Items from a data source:
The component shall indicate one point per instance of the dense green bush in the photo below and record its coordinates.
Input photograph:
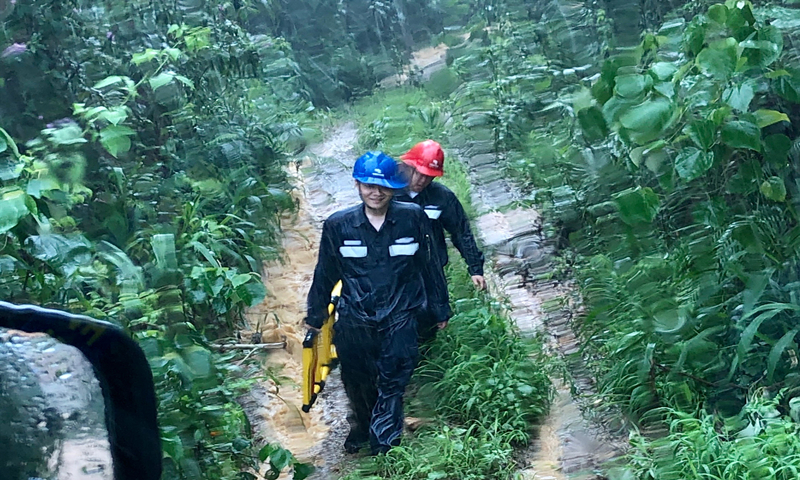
(142, 176)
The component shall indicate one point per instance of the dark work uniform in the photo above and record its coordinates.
(389, 277)
(446, 213)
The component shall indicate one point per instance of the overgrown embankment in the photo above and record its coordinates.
(667, 176)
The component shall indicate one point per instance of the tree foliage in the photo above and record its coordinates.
(141, 178)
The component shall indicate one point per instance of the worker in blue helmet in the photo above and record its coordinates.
(383, 253)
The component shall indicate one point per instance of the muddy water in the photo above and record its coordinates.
(569, 446)
(323, 186)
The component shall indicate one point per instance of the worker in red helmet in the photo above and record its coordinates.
(426, 162)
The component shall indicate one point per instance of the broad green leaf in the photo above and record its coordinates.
(266, 451)
(11, 171)
(253, 294)
(593, 124)
(615, 107)
(766, 49)
(766, 118)
(742, 134)
(665, 88)
(174, 53)
(774, 189)
(116, 139)
(280, 459)
(146, 56)
(199, 361)
(59, 249)
(718, 63)
(38, 186)
(637, 206)
(777, 74)
(788, 87)
(777, 351)
(116, 145)
(776, 149)
(302, 471)
(127, 271)
(161, 79)
(695, 36)
(114, 116)
(9, 142)
(739, 96)
(241, 279)
(184, 81)
(171, 445)
(164, 250)
(206, 253)
(692, 163)
(761, 314)
(702, 132)
(67, 135)
(695, 341)
(632, 86)
(108, 81)
(755, 284)
(13, 207)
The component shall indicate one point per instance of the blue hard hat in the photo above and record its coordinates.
(377, 168)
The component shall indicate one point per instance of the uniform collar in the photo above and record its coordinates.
(361, 216)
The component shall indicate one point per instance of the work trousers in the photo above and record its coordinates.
(377, 360)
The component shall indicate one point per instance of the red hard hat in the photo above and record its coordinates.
(427, 157)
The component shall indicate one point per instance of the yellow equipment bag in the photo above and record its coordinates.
(319, 354)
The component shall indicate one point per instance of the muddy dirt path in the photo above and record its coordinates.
(323, 185)
(569, 446)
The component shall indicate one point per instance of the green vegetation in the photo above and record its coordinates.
(480, 387)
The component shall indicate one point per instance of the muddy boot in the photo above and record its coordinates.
(356, 440)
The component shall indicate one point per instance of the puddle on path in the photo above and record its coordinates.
(323, 185)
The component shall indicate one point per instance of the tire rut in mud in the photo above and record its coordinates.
(323, 185)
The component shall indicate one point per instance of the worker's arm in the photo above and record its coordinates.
(454, 220)
(326, 274)
(432, 274)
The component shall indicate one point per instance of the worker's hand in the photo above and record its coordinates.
(479, 282)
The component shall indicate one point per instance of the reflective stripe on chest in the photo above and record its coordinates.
(432, 211)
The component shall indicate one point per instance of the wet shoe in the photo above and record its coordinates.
(355, 441)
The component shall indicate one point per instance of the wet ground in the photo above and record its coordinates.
(52, 409)
(568, 446)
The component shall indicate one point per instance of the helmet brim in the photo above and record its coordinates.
(428, 171)
(396, 185)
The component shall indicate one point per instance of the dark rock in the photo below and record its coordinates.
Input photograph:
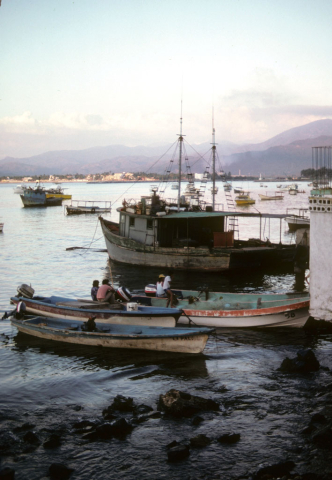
(229, 438)
(108, 414)
(32, 438)
(178, 453)
(123, 404)
(53, 441)
(197, 420)
(84, 424)
(8, 442)
(323, 437)
(181, 404)
(277, 470)
(25, 426)
(318, 418)
(59, 471)
(308, 430)
(315, 326)
(303, 363)
(175, 443)
(141, 409)
(104, 431)
(121, 427)
(200, 441)
(143, 418)
(7, 473)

(EXERCISE PROMPT) Rewrite the lines from the one containing "the wet shoe" through the end of the entries, inclusive, raising every point coordinate by 6 and keeping all other wording unchanged. Leave the pictures out of your answer.

(FULL OUTPUT)
The component shall indicate one point per instance of the wet shoe in the photo above and record its coordinates.
(361, 447)
The component shall indicate one point per instance of the wet ground in the photo above and record its coordinates.
(58, 415)
(574, 452)
The component shall indicate one point per instance of the helmet brim in the photo above and record its coordinates.
(434, 177)
(402, 191)
The component shall indicate one point per instance of the dark rock in the photo below and record its coordinates.
Input photograph:
(235, 444)
(114, 420)
(38, 444)
(184, 459)
(129, 410)
(59, 447)
(203, 426)
(90, 430)
(14, 448)
(329, 443)
(187, 410)
(283, 476)
(31, 432)
(324, 424)
(65, 477)
(314, 436)
(321, 332)
(309, 369)
(181, 449)
(147, 415)
(110, 437)
(127, 433)
(206, 447)
(149, 424)
(13, 479)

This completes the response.